• [KUTIPAN TEKS]
..............................
Cara pertama, pajak dibayar oleh Wajib Pajak setelah terlebih dahulu ditetapkan oleh Kepala Daerah melalui Surat Ketetapan Pajak Daerah atau dokumen lain yang dipersamakan.
Cara kedua, pajak dibayar sendiri adalah pengenaan pajak yang memberikan kepercayaan kepada Wajib Pajak untuk menghitung, memperhitungkan, membayar, dan melaporkan sendiri pajak yang terutang dengan menggunakan Surat Pemberitahuan Pajak Daerah.
Ayat (2)
Bagi Wajib Pajak yang jumlah pajaknya ditetapkan oleh Kepala Daerah, pembayarannya menggunakan Surat Ketetapan Pajak Daerah, atau dokumen lain yang dipersamakan yang ditetapkan oleh Kepala Daerah.
Yang dimaksud dokumen lain yang dipersamakan antara lain berupa karcis, nota perhitungan.
Ayat (3)
Bagi Wajib Pajak yang memenuhi kewajibannya dengan cara membayar sendiri, diwajibkan melaporkan pajak yang terutang dengan menggunakan Surat Pemberitahuan Pajak Daerah.
Apabila Wajib Pajak yang diberi kepercayaan menghitung, memperhitungkan, membayar, dan melaporkan sendiri pajak yang terutang tidak memenuhi kewajibannya sebagaimana mestinya, dapat diterbitkan Surat Ketetapan Pajak Daerah Kurang Bayar dan atau Surat Ketetapan Pajak Daerah Kurang Bayar Tambahan yang menjadi sarana penagihan.
Ayat (4)
..............................
• [DATA TERSEDIA]
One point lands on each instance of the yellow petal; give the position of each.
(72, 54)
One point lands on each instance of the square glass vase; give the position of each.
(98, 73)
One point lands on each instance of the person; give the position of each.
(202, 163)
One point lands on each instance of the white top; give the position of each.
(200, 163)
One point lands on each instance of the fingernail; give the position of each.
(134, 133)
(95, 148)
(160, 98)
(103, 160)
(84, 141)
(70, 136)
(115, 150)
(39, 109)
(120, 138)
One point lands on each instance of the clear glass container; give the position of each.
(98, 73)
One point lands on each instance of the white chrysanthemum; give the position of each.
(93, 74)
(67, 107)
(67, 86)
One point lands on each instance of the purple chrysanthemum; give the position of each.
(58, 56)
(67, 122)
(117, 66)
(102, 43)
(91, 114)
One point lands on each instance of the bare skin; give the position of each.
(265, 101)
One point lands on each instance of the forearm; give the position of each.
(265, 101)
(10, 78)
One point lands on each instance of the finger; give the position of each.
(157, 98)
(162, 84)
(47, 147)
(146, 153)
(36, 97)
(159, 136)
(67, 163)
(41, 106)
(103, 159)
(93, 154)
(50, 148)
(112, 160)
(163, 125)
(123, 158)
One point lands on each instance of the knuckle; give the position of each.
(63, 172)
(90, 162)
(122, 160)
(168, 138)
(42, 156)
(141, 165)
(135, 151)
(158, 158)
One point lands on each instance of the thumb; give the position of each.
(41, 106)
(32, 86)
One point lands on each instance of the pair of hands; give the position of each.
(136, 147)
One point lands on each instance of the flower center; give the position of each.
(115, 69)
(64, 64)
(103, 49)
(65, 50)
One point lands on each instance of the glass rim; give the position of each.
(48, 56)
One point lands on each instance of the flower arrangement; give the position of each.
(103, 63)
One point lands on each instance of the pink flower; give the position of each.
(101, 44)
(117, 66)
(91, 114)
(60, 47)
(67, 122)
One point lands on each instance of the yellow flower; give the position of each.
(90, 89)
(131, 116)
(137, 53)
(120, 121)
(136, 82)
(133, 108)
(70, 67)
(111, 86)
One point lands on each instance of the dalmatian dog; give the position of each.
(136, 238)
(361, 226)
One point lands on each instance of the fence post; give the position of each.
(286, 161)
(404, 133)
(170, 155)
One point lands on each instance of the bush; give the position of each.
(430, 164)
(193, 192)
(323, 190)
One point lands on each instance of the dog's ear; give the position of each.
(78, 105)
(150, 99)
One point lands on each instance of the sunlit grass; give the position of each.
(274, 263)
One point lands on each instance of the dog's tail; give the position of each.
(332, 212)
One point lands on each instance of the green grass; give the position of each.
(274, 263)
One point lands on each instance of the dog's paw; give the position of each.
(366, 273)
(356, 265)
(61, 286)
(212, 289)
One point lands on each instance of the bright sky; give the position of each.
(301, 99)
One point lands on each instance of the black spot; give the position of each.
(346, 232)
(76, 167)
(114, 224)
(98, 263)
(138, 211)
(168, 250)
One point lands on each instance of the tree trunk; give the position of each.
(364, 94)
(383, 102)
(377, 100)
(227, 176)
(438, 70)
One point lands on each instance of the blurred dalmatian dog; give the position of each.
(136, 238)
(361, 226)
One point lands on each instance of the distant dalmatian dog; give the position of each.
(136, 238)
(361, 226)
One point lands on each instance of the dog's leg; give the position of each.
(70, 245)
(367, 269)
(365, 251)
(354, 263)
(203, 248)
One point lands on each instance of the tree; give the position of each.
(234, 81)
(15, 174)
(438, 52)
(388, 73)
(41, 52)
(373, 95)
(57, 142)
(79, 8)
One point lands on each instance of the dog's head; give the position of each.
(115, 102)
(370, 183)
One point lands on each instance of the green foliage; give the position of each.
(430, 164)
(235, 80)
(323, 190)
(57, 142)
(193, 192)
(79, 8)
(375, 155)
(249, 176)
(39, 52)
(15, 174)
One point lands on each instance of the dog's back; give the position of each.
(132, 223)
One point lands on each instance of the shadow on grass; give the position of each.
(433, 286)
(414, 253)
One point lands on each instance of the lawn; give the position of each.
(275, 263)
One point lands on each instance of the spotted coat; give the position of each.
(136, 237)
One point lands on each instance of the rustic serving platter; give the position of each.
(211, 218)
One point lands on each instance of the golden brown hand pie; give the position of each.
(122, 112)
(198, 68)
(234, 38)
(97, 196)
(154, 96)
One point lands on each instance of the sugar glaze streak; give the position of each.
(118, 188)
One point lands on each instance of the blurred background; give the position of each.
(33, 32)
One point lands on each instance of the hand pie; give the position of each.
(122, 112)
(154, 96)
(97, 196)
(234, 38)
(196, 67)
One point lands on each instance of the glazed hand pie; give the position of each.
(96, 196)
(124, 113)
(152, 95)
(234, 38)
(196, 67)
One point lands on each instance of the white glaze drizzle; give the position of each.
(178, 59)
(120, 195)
..............................
• [PERINTAH TUGAS 1] Kutip bagian kutipan teks tentang pembayaran pajak daerah yang dimulai dengan "Apabila Wajib Pajak" dan berlanjut sampai "menjadi sarana penagihan.", tanpa mengubah apa pun.
• [PERINTAH TUGAS 2] Saring baris data di atas dan salin setiap baris yang memuat kata "glass".

• [JAWABAN TERTULIS 1]
Apabila Wajib Pajak yang diberi kepercayaan menghitung, memperhitungkan, membayar, dan melaporkan sendiri pajak yang terutang tidak memenuhi kewajibannya sebagaimana mestinya, dapat diterbitkan Surat Ketetapan Pajak Daerah Kurang Bayar dan atau Surat Ketetapan Pajak Daerah Kurang Bayar Tambahan yang menjadi sarana penagihan.

• [JAWABAN TERTULIS 2]
One point lands on each instance of the square glass vase; give the position of each.
One point lands on each instance of the clear glass container; give the position of each.
One point lands on each instance of the glass rim; give the position of each.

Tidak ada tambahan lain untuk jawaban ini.